**PAGE EXTRACT**
[Start of section]

Below are excerpts from the sermon delivered by Archbishop of the West Indies, Most Reverend Dr Howard Gregory at the opening of the 150th Synod of the Anglican Diocese of Jamaica & the Cayman Islands held in the Chapel of the Good Shepherd, Bishop’s Lodge, St. Andrew, Jamaica on Tuesday, April 6, 2021
The duty of all Christians is to follow Christ; to deepen our relationship with Him by coming together week by week for corporate worship; and to work, pray and to give for the spread of the kingdom of God.
How then is our understanding of the church impacted when the members cannot gather as a physical community? Even though its unity is of a spiritual nature, to what extent does it require physical gathering to give expression to its deeper spiritual reality? At the Chrism Mass last Thursday, I explored ways in which the pandemic has also impacted the way in which ministry is being defined and practiced given the existence of restrictions, protocols and lockdowns, and then went on to affirm certain qualities, skills, and attitudes which must characterise the life of the priest, however we seek to define the church. Today, we shall listen to what the chosen text has to say to us as the gathered people of God, priests and laity alike.
In light of these unanticipated consequences when the theme was determined, it is nonetheless, timely and may be providing us with the opportunity to revisit our understanding of what is the church if we are going to have meaningful dialogue regarding the church in this COVID-19 pandemic and beyond. How then can we speak of God’s Church?
In his book, A system of Christian Doctrine, David Cairns poses the question, what is the Church, and he proceeds to offer an answer by indicating what the Church is not, thereby dismissing the misconception of many. He writes:
“According to the New Testament it is something a great deal more than a human fellowship which came together of itself, as it were, to commemorate Christ, to edify itself by its own fellowship and to propagate his teaching. Such associations of disciples or leagues for the destruction of social evils or the creation of better forms of society are normal events in all societies.”
He elaborates on the point by adding the following comment:
“Nowhere is there any trace of its taking its beginning in some joint resolution of the disciples. They simply take for granted that it exists, and also, that all who receive the Word with faith must enter the fellowship as part of their loyalty to him (Jesus)”.

[End of section]

**ENTRIES SHOWN**

[Start of section]

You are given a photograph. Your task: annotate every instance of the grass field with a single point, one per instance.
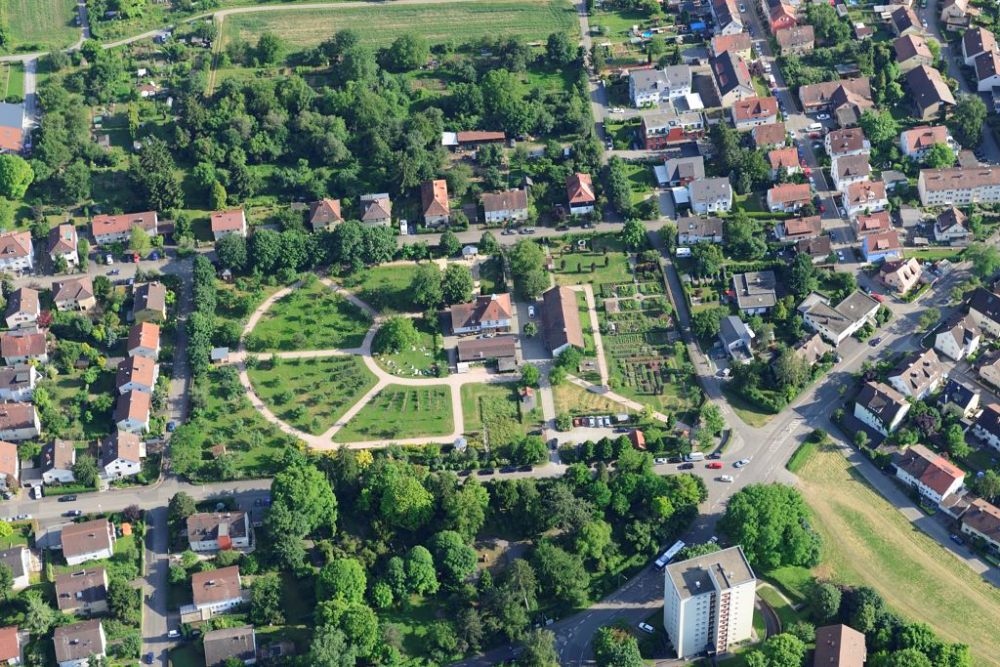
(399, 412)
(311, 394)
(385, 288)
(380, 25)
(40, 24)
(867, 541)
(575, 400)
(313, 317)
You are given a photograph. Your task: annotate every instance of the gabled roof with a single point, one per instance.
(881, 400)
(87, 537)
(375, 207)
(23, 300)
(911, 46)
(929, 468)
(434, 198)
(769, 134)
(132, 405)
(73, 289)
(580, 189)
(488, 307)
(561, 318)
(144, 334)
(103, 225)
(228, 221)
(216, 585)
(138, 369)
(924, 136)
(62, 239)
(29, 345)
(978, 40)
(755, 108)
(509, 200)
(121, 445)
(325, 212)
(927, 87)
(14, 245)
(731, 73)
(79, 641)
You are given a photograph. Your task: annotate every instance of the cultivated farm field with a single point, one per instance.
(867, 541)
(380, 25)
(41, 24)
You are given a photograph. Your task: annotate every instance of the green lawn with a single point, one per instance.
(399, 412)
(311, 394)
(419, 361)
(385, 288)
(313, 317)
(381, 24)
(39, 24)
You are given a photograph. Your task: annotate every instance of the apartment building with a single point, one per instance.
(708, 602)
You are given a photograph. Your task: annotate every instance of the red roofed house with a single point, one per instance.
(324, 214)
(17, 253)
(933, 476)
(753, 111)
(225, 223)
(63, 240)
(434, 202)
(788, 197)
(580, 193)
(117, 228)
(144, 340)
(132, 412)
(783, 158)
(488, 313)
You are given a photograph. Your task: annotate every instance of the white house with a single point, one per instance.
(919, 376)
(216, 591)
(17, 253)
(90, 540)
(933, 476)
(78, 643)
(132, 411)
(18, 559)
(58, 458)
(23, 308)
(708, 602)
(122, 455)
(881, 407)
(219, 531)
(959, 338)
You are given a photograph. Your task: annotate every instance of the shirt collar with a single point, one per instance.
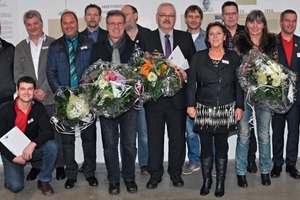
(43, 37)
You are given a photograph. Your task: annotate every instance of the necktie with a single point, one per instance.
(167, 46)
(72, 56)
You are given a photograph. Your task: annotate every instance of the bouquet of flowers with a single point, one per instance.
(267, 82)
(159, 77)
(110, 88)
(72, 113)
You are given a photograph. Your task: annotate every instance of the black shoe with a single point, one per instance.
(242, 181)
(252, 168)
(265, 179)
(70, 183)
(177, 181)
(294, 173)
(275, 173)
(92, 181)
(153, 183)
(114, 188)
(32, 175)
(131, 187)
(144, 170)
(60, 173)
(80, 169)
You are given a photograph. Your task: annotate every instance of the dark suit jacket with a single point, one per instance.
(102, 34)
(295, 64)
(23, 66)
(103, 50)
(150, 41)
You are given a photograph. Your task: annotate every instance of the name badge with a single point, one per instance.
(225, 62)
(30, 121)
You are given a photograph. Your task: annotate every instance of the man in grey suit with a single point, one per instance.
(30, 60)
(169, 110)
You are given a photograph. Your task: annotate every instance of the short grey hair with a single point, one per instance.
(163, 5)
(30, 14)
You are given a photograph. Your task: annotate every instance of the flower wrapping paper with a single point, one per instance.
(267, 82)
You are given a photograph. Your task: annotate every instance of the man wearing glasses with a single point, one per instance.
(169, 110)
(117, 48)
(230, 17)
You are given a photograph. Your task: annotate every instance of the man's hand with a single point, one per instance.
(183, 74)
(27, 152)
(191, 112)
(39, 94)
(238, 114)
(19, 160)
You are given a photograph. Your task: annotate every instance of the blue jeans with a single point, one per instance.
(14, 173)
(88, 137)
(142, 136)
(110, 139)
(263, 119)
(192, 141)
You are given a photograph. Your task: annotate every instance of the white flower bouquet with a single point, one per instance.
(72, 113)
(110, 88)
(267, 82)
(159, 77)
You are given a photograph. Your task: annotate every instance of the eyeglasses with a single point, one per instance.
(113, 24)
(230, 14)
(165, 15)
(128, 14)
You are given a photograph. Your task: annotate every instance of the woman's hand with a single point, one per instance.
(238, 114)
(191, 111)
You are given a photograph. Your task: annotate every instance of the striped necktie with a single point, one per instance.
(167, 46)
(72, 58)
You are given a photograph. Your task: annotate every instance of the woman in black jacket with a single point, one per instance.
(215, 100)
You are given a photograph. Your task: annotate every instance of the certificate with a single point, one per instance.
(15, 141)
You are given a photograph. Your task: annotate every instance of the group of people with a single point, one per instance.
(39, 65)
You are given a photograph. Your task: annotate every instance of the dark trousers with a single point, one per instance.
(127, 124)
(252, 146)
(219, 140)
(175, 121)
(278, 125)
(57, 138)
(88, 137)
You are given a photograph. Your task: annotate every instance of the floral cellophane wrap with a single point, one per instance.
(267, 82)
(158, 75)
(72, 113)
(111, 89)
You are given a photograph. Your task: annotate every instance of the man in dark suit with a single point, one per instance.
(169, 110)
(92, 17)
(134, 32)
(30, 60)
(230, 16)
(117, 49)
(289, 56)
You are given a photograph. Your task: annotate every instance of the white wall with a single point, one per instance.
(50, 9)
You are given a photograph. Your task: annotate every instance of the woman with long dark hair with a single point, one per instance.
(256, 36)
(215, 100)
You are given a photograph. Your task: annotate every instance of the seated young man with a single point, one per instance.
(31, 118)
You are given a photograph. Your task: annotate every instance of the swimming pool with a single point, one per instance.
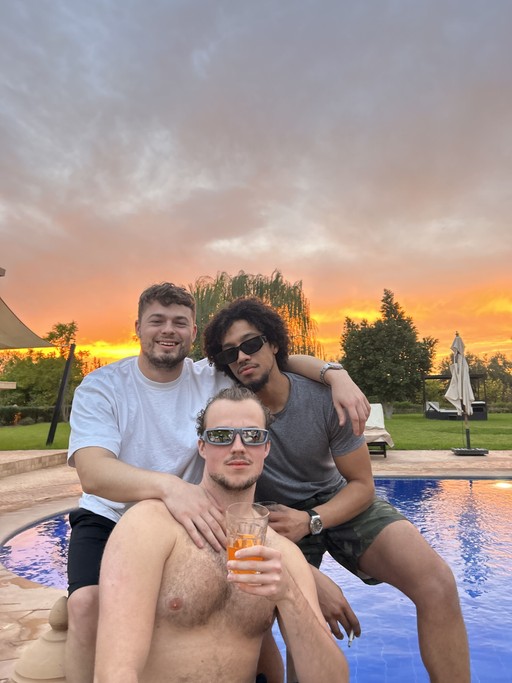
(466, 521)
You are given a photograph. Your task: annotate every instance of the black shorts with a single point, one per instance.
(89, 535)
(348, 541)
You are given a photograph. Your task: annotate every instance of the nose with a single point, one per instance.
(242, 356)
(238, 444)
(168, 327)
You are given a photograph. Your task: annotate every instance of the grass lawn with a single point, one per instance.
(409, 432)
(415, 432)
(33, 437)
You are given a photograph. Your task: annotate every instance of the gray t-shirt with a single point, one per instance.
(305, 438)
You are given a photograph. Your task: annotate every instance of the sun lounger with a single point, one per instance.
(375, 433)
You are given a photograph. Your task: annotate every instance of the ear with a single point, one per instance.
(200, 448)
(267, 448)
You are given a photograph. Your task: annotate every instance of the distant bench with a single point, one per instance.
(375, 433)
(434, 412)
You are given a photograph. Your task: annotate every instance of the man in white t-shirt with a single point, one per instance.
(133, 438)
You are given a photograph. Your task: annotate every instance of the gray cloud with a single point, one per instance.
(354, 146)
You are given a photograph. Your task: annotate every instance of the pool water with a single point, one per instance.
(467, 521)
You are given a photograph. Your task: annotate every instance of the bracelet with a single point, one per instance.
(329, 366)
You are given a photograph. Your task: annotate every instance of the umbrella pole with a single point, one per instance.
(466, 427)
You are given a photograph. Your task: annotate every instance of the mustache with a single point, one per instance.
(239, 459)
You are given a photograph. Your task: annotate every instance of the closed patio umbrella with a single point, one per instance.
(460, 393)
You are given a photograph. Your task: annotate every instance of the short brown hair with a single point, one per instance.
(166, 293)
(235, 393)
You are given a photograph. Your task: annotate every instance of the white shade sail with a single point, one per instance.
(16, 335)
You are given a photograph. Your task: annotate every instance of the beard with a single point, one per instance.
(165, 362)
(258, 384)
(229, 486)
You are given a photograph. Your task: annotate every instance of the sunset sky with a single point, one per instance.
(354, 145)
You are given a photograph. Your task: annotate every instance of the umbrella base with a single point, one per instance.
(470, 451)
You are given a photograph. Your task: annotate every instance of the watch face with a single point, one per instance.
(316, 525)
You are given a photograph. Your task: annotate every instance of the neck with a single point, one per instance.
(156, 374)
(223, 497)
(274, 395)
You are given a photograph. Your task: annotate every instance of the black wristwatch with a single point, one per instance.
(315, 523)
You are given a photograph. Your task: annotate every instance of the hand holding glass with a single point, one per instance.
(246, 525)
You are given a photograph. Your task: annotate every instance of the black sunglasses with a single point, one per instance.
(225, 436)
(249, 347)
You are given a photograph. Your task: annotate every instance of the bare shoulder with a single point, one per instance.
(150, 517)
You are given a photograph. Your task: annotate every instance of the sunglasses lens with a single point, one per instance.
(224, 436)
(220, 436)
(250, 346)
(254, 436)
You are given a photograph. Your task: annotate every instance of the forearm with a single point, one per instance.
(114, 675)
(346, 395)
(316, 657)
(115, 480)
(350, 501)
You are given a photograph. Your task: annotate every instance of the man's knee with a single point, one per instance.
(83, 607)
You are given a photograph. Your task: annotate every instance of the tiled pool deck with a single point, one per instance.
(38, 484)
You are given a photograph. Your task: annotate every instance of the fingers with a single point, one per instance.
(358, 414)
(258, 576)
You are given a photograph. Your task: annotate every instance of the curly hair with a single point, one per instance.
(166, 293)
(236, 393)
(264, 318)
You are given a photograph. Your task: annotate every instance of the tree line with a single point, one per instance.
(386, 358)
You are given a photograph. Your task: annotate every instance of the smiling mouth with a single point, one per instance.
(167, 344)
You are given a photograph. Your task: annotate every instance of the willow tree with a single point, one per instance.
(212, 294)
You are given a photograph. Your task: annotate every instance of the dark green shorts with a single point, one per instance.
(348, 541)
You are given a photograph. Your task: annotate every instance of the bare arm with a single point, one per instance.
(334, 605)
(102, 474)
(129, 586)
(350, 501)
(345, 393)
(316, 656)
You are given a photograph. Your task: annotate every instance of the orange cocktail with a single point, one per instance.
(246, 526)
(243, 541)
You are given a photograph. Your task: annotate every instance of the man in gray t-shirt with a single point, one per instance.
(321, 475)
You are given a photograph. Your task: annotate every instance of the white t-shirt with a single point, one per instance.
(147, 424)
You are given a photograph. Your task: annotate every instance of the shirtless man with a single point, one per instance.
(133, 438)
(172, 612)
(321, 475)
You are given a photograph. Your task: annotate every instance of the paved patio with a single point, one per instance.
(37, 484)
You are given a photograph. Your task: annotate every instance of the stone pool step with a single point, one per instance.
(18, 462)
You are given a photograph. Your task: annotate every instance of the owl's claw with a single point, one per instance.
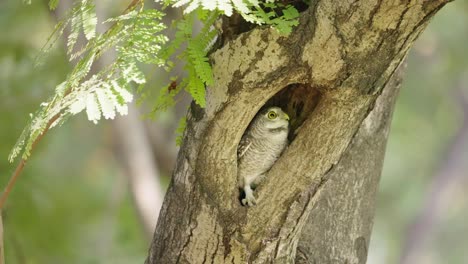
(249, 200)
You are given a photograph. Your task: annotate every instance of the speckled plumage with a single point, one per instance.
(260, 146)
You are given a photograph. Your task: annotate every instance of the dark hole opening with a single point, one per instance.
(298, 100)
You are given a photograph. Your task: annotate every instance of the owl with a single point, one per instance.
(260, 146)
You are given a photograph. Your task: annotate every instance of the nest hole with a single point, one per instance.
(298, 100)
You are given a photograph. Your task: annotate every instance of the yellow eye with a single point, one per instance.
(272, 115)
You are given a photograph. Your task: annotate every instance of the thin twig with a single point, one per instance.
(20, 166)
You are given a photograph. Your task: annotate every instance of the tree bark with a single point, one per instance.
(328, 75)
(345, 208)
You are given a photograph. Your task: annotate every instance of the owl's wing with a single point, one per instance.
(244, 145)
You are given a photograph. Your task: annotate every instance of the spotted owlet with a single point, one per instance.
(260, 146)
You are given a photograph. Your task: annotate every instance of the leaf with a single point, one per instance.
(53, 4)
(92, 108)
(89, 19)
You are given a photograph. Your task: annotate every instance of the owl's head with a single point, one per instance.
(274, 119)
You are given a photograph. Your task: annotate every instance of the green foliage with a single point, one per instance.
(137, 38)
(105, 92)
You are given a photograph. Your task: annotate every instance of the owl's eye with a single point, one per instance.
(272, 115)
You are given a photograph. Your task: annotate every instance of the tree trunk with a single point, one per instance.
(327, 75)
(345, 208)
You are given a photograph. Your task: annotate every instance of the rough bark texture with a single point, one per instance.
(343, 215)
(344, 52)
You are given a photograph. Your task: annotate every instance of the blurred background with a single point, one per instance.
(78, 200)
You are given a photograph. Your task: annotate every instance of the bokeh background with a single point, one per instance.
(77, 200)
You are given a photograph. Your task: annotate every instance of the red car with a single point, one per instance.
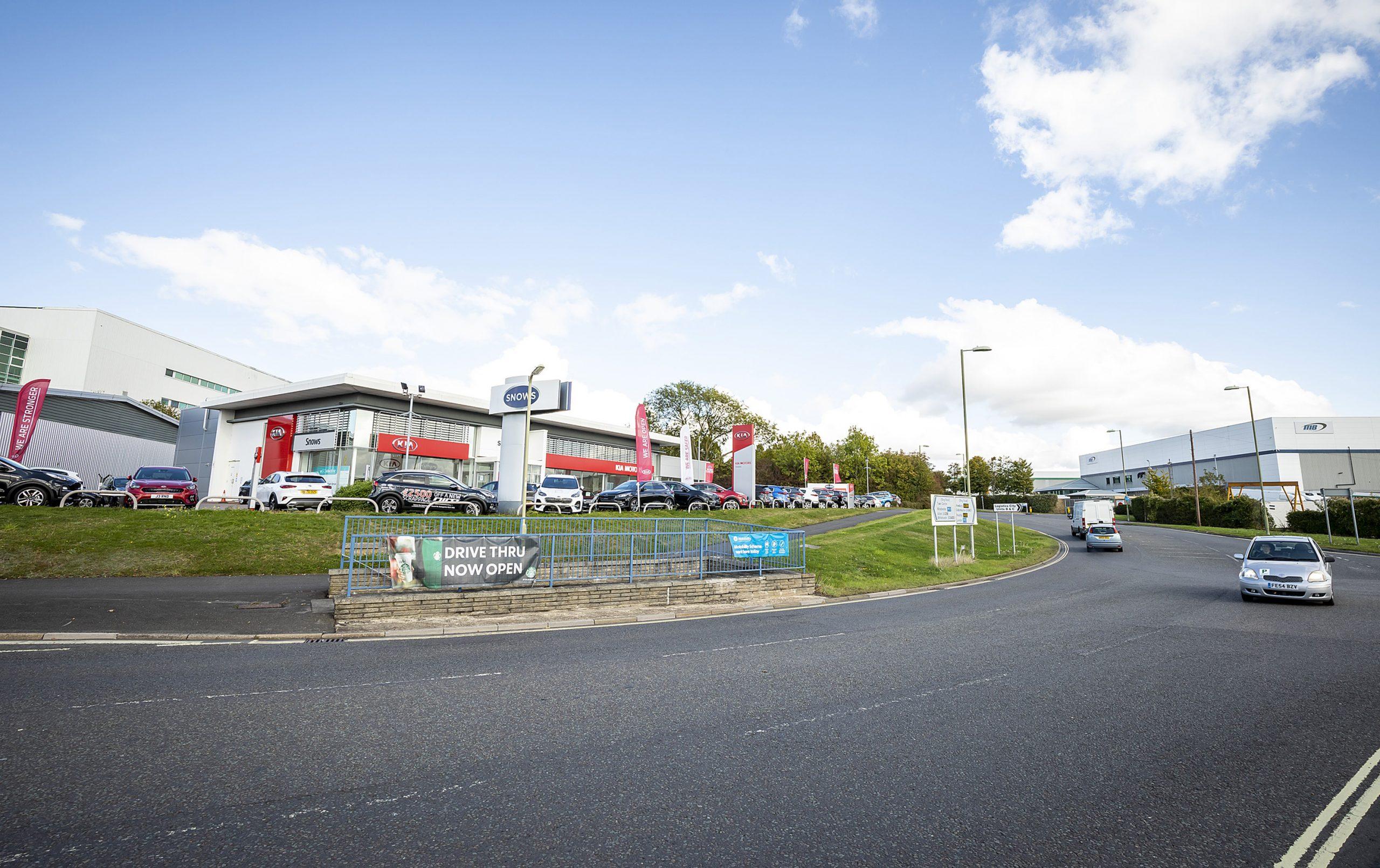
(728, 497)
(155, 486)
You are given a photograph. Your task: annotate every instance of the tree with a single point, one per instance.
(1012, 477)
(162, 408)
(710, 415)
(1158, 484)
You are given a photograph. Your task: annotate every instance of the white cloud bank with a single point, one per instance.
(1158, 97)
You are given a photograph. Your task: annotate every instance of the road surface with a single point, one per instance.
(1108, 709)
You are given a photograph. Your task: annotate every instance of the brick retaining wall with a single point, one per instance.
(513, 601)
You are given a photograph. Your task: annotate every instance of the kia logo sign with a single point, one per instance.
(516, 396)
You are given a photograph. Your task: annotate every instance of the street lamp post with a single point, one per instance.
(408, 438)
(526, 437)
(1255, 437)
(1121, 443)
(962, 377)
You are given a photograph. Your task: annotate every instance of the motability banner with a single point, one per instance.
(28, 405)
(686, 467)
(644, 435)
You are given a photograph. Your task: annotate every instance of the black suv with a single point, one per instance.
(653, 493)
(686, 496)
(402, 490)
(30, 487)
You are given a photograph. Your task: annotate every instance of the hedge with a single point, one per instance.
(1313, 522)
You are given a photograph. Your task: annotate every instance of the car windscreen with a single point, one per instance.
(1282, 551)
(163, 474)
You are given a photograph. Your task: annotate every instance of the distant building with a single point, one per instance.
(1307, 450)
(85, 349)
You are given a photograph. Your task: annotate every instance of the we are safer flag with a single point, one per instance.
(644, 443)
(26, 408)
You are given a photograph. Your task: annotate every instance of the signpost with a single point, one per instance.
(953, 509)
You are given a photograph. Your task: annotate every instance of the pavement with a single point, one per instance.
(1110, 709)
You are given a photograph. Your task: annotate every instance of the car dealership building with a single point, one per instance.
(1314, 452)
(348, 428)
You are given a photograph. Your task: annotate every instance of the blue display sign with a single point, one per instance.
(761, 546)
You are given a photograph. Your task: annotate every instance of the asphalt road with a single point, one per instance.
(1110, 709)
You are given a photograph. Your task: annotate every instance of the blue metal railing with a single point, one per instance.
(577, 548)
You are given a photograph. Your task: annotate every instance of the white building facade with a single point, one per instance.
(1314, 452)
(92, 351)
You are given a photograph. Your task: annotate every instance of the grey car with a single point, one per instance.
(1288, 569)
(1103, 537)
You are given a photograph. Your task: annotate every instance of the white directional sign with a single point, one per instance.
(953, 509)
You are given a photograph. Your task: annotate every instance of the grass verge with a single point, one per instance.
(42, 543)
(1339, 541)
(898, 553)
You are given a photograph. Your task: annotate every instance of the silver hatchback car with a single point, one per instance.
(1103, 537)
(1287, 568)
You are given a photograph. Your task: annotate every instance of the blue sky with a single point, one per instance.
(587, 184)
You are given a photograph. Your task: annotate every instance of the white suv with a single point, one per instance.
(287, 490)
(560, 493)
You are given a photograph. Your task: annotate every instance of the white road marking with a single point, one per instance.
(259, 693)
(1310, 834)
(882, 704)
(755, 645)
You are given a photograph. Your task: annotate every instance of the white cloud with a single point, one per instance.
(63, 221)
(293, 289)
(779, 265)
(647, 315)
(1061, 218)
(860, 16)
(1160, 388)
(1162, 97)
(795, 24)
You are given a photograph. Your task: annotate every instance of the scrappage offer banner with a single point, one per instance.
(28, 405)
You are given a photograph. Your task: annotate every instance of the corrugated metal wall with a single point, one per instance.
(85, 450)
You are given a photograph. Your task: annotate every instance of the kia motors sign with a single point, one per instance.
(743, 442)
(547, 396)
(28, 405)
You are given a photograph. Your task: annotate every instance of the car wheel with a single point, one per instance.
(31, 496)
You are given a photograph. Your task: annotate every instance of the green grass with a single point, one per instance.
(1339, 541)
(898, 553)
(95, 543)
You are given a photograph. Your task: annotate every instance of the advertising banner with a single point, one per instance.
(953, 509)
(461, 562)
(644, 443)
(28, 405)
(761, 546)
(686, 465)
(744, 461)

[End of section]

Continue the sermon excerpt on what the church is, starting after its final quotation.

Using as a starting point St. Peter’s declaration of Jesus as the Messiah, Matthew 16:13-23, and which is subject to varied interpretations within the historic Christian tradition, Cairns states that:
“What emerges … is our Lord’s conception of the Church as following inevitably from the Incarnation, and as its witness to the whole world. It is the visible body of believers which exists for the purpose of witnessing to the human race the full meaning of the transcendent message that God was in Christ reconciling the world to Himself, not imputing to them their trespasses”.
The thirty-nine Articles of Faith, one of the historic statements of faith of the Anglican Communion begins at a similar point as Cairn by pointing to the visible nature of the Church in Article 19:
“The visible Church of Christ is a congregation of faithful men (persons), in which the pure Word of God is preached, and the Sacraments duly administered according to Christ’s ordinance in all those things that of necessity are requisite to the same.”
But while the Church exists as a visible society, like any other, with a form for admission, officers with authority to perform certain functions; and her members are subject to certain obligations and enjoy certain privileges, her nature and existence are based on invisible realities.
The Church is a divine-human fellowship existing in history. By baptism, there is entrance into an eschatological and mystical relationship with God in Jesus Christ in the Spirit in a corporate form of sanctification, through which the believer participates in the Lord’s glory. Given this divine-human nature, the object of its faith is God’s gift, namely, Jesus Christ and His work. The sacraments of Baptism and the Holy Eucharist, though acts within the visible institutional body, also constitute the means by which the risen Christ continues to act through the Church in the Holy Spirit.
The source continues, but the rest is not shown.